__TASK BRIEF__: Every record that follows must be returned word for word.

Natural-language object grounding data
━━━━━━━━━━━━━━━━━━━━
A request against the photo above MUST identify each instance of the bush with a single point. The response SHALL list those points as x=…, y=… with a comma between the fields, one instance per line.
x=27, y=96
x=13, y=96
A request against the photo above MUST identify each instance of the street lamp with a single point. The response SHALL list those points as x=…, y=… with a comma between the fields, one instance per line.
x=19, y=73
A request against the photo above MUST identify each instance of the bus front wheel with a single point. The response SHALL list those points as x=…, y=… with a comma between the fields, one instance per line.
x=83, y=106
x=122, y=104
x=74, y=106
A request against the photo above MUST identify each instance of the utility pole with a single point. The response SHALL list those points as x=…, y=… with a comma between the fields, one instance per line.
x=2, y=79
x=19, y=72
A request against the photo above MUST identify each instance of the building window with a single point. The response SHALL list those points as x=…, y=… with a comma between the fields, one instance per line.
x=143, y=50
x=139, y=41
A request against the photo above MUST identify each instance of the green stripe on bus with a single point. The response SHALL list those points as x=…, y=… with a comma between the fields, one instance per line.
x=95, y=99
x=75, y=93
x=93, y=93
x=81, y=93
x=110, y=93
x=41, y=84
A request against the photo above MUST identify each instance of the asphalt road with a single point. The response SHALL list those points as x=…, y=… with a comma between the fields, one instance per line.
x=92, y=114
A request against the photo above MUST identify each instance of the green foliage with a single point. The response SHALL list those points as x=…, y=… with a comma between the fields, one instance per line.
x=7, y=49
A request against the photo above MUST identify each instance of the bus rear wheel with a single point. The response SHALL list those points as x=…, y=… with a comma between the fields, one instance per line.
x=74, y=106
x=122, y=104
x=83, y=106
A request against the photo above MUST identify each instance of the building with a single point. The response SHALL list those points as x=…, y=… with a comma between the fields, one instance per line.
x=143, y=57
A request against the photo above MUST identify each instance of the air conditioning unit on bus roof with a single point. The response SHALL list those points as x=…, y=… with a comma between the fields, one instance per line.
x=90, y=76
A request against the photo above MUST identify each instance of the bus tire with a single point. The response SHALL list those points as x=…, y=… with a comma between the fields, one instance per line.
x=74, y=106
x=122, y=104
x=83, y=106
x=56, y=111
━━━━━━━━━━━━━━━━━━━━
__YOUR SOLUTION__:
A request against the photo above MUST identify each instance of the bush with a single point. The response SHALL list those points as x=…, y=… with a comma between the fields, one instance per line.
x=27, y=96
x=13, y=96
A request against the photo above MUST identify each instance of the street lamp with a single point. The response SHALL list those points as x=…, y=… with a comma between the fields, one instance per line.
x=19, y=73
A request against the photo above MUST identify each instance of the bus front wheel with a single point. The response SHALL list those points as x=…, y=… with a comma between the fields, one instance per line.
x=83, y=106
x=122, y=104
x=74, y=106
A request against the photo above MUST identify each instance of the utility pole with a single point. The response SHALL list those points as x=…, y=… with a comma between the fields, one instance per line.
x=2, y=79
x=19, y=72
A request against the photo above MUST identify each instance of the building window with a single point. The response SHALL list those points as x=…, y=… with a comma between the fields, one instance per line.
x=143, y=50
x=139, y=41
A request against the photo above MUST identify each instance of the green stripe on bus with a single point. The response SHALL list those points as x=…, y=… with a comma between the fields, one instance per line.
x=95, y=99
x=75, y=93
x=93, y=93
x=81, y=93
x=110, y=93
x=41, y=84
A request against the photo above MUST identify each instance of the asphalt road with a single point. The response SHALL list those points as x=…, y=… with a comma between the fields, one instance per line.
x=92, y=114
A request against the photo above MUST identify each instance of the green foliage with a single point. The response SHALL list those points as x=…, y=… with a comma between the fields, one instance per line.
x=7, y=49
A request against the photo above MUST identify each instance of the bus rear wheel with a single point. The response SHALL list those points as x=…, y=… with a comma between the fields, one instance per line.
x=74, y=106
x=122, y=104
x=83, y=106
A request against the photo above MUST identify each instance of the building with a single point. The response SHALL list those points as x=…, y=… with a comma between the fields, one instance per line.
x=143, y=57
A request against the photo above MUST identify each instance of the air conditioning unit on bus roof with a single point. The response SHALL list those points as x=…, y=… with a comma between the fields, one instance per line.
x=90, y=76
A request against the photo above MUST identify each instance of the bus tire with a single point. The response SHALL list those points as x=…, y=… with a comma between the fields, one instance per line.
x=74, y=106
x=122, y=104
x=83, y=106
x=56, y=111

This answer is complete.